## Task details
List each line of the rows below that contains the string "target", treating uppercase and lowercase letters as different.

++++ Dataset extract

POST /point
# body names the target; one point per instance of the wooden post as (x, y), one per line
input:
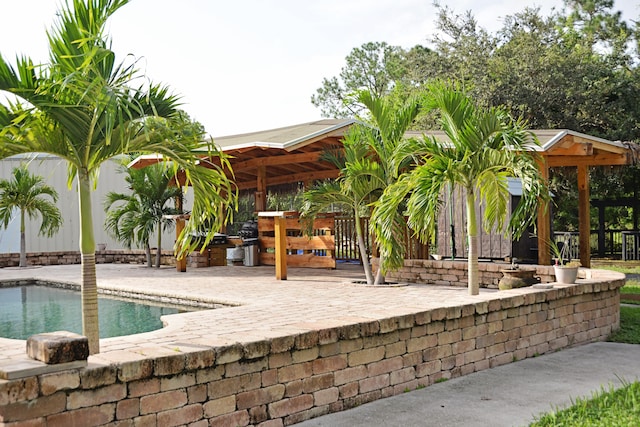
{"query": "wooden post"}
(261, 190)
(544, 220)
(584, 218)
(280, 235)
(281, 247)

++++++++
++++ Dataset extract

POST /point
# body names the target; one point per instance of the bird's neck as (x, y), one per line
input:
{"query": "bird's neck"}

++++++++

## Solution to this exercise
# body names the target; one point per instance of the wooden post as (x, y), one per line
# body names the target; one point per instance of the bird's neck as (x, y), one per line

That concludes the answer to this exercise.